Whilst most attention has been directed towards policy
development (or the lack of it) in the Eurozone, the most significant
developments in policy over the last month have come from China. Over
the last three weeks, China's authorities have moved swiftly over a
broad policy front to identify and start to relieve the worst of the
pressures points. Local authorities have been pressured into
recollateralise projects and in return China's bank regulator is
beginning to allow those debts coming due in the coming 18 months to
be rolled. The Ministry of Finance has been prevailed upon to widen
the scope of provincial/municipal bond issuance very slightly. Bank
regulators have ushered in a number of policies incentivising banks
to return to the SME lending market. And, of course, we've had that
all-important acknowledgement that the population of those
potentially-destabilizing private lenders are disproportionately
comprised of precisely the local bureaucrats and SOE executives who
are favoured by China's current system of credit rationing.
These moves are
coherent and realistic, and represent a policy-response to China's
difficulties far more nuanced than the China risk on/China risk off
population of investors usually contemplates. Nonetheless, they do
represent the key turning point in China's current cycle.

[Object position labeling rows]
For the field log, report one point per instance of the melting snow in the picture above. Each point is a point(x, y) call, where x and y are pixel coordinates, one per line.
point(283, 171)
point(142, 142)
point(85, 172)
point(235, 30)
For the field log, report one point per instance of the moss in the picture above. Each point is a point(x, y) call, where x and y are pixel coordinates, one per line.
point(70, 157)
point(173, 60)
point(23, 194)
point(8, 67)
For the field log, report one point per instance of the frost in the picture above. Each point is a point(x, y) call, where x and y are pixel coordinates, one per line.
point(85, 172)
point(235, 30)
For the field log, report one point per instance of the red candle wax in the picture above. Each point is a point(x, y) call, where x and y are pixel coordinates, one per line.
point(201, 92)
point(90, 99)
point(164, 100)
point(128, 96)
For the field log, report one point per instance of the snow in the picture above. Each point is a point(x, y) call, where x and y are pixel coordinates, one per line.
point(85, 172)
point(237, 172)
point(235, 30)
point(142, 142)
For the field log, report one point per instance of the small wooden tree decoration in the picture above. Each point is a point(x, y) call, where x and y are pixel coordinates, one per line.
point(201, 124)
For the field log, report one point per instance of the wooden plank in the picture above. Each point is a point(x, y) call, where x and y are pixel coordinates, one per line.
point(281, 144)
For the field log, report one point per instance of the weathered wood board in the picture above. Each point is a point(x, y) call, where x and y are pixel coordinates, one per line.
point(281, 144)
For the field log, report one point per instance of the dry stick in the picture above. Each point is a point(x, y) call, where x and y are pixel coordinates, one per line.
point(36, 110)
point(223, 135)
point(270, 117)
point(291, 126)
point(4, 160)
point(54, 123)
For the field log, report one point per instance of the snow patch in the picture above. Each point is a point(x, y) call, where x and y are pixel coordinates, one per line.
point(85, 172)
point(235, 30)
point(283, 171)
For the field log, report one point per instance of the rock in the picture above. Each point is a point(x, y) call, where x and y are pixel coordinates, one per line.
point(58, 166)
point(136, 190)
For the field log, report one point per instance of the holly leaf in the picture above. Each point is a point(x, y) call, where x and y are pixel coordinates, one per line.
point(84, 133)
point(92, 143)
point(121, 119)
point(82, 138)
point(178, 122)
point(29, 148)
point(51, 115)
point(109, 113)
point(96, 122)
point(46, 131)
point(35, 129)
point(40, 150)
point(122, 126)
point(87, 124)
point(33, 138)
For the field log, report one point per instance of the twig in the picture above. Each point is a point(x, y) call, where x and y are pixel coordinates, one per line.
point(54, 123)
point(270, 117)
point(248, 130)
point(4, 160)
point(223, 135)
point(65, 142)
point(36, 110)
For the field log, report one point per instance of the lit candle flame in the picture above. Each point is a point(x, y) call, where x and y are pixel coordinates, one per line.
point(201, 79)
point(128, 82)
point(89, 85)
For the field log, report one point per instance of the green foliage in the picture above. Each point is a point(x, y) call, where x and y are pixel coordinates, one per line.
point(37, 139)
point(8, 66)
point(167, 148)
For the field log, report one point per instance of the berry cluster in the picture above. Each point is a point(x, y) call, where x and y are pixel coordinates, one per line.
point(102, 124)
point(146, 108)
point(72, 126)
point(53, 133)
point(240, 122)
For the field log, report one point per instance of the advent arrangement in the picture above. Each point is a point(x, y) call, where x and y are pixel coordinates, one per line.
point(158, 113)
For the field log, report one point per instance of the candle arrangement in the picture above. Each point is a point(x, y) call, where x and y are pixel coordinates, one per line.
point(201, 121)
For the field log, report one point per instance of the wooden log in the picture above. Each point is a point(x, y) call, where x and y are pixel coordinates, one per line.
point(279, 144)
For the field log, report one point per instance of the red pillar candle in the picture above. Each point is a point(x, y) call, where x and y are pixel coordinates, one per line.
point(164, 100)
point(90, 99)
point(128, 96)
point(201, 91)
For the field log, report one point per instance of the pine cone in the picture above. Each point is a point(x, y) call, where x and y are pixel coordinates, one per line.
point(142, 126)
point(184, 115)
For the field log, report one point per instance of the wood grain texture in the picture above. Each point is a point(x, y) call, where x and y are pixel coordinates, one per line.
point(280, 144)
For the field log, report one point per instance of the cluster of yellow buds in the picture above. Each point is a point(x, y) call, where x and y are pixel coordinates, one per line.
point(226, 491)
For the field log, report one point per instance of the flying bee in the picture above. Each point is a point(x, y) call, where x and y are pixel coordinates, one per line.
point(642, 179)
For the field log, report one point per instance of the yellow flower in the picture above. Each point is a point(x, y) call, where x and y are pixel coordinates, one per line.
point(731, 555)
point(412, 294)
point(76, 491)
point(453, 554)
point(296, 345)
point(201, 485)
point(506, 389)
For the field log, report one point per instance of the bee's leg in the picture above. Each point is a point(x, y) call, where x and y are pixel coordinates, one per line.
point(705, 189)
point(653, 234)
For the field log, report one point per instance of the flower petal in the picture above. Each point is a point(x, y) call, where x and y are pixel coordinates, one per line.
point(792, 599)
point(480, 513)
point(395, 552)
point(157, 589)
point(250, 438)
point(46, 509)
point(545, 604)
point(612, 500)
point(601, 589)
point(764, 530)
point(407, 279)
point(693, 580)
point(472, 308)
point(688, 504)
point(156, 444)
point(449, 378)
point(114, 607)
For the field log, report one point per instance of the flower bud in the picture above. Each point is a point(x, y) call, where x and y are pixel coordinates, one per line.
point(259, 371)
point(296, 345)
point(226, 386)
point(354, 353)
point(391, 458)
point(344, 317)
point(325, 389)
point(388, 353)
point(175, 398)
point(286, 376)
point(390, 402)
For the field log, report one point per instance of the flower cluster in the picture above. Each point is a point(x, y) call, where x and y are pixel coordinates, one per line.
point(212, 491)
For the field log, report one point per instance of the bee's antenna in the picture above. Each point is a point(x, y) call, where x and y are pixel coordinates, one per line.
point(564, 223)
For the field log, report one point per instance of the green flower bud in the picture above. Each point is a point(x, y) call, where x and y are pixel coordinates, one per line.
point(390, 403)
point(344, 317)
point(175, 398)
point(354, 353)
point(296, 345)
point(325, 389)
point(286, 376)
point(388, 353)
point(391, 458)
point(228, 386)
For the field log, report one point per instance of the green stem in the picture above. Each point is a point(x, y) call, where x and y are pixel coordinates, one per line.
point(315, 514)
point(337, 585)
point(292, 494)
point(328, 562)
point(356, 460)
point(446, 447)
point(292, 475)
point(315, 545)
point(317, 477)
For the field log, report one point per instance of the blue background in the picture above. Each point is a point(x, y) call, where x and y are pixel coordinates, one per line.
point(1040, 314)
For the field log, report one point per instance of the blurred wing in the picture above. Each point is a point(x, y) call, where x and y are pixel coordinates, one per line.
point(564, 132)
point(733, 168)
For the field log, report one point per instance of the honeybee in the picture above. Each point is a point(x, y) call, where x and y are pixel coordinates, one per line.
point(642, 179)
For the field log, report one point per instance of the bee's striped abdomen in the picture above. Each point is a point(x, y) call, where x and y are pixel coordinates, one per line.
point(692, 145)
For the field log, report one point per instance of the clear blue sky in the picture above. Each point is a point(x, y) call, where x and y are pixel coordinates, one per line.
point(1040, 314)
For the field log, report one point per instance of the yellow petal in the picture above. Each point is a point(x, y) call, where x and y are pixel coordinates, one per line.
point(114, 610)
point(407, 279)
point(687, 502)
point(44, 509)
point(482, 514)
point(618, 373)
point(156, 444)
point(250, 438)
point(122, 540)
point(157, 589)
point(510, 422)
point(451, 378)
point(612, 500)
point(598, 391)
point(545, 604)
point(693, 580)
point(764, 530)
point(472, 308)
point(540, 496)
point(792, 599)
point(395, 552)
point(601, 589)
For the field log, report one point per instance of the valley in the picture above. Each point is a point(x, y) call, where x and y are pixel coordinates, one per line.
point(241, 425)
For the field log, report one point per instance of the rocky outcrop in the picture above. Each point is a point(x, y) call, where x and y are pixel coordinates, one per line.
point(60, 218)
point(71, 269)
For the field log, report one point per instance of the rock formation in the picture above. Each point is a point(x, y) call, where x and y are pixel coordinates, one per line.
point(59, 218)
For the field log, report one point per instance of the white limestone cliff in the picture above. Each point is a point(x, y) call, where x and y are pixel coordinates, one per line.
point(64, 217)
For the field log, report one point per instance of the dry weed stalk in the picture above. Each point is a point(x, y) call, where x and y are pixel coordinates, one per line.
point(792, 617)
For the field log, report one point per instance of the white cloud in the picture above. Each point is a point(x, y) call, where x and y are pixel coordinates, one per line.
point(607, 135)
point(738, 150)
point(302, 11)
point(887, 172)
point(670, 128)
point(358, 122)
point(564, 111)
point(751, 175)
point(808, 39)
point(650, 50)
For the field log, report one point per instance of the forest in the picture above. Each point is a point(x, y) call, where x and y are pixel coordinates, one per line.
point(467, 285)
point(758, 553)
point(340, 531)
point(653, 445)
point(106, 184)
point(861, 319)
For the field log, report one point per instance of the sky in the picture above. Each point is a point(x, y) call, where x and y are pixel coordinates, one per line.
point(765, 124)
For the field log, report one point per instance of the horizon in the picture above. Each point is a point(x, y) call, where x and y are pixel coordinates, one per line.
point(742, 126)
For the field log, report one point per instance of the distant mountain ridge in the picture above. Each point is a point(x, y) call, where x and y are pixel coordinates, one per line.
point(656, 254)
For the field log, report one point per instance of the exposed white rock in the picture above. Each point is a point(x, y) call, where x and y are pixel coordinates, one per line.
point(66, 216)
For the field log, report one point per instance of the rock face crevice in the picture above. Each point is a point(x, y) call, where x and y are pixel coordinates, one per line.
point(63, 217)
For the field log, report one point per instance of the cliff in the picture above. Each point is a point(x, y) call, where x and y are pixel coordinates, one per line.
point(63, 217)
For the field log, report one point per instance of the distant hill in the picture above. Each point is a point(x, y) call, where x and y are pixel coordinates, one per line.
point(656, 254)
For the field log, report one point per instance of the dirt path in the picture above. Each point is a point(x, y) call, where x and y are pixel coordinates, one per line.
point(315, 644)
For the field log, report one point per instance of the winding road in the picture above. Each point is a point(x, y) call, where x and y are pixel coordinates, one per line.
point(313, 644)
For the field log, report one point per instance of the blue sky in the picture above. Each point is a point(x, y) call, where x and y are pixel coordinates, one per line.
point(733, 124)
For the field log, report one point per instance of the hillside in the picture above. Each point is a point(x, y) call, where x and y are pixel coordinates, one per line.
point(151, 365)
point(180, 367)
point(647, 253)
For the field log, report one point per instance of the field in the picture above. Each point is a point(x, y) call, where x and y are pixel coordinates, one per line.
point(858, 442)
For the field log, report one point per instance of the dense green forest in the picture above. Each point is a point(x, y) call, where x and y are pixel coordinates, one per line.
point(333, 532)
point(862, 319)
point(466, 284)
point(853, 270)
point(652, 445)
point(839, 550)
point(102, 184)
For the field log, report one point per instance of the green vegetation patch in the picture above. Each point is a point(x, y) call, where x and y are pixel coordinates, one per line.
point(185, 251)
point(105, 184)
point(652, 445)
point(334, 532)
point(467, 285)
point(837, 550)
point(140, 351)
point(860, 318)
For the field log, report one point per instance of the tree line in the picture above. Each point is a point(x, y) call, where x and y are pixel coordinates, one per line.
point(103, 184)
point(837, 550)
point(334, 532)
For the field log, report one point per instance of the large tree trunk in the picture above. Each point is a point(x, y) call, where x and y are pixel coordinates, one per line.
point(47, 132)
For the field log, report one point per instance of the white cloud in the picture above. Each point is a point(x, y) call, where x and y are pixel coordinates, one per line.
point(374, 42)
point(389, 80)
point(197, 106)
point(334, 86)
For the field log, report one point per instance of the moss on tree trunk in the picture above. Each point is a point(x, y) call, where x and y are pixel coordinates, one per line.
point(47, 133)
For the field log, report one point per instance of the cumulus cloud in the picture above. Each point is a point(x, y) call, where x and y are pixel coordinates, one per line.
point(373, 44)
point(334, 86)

WHAT IS ASKED
1 - Please swap "field log" for "survey record" in the rows, everything from the first row down to the line containing "point(201, 124)", and return those lines with nothing else altered.
2 - Carry on the passage about China's recent policy moves from its final sentence.

RESULTS OF THE TASKS
1 -
For the survey record, report one point per instance of the melting snow in the picture above. Each point is a point(x, y) call, where x and y are pixel coordinates, one per line.
point(283, 171)
point(142, 142)
point(85, 172)
point(235, 30)
For the survey record, report one point per instance of the moss in the picture above. Each point is a point(x, y) call, where x and y are pixel coordinates, one per line.
point(70, 157)
point(173, 60)
point(23, 194)
point(8, 67)
For the survey record, report one point per instance of the frost in the picture above. Each point is a point(x, y) call, where x and y are pixel coordinates, one per line.
point(85, 172)
point(235, 30)
For the survey record, report one point per instance of the red candle wax in the picture above. Each point is a point(x, y) call, where x and y are pixel coordinates, one per line.
point(201, 92)
point(90, 99)
point(164, 100)
point(128, 96)
For the survey record, report one point per instance of the snow in the picture above. Each point is a point(x, y) call, where x and y are pixel coordinates, one per line.
point(85, 172)
point(237, 172)
point(235, 30)
point(142, 142)
For the survey record, report one point per instance of the small wooden tree decoration in the picture above. Each point is a point(x, y) call, where x and y are pixel coordinates, one per line.
point(201, 124)

2 -
And the timing of that
turning point is justified best not by data from China itself –
where national data from this huge economy still describes an economy
at the very apex of its inflationary cycle, but rather from its
fringe. This week the big economic shocks came precisely from fringe
China. Hong Kong trade data was truly dreadful, with exports falling
3% YoY on a sequential slowdown which broke the 2SD from
seasonalized trends barrier, and which incorporated a 7% YoY fall in
exports to China. Similarly, Taiwan's industrial output result for
September – a rise of just 1.6% YoY – was off-the-map bad and the
worst reading since early 2009. There is every sign the industrial
slowdown is now spilling over too into Taiwan's money numbers – no
one watches these, but they are deteriorating unexpectedly.
And this also found an
echo in Japan, where industrial production contracted 4% MoM in
September, leaving inventory/shipment ratios rising 4.2pps MoM and
9.6% YoY. But one has to set against that the fact that Japan's
export numbers came in higher than expectations, at 2.4% YoY, with a
pattern of demand which showed resilient demand from both Europe and
China.
The moral of the story
is, I think, that though China's government is now moving
persuasively to address the problems which have been obsessing the
markets all year, and which are therefore likely to close off the
worst of the 'China hard landing' scenarios for now, those fringe
economies leveraged to China flows have months of pain yet to endure.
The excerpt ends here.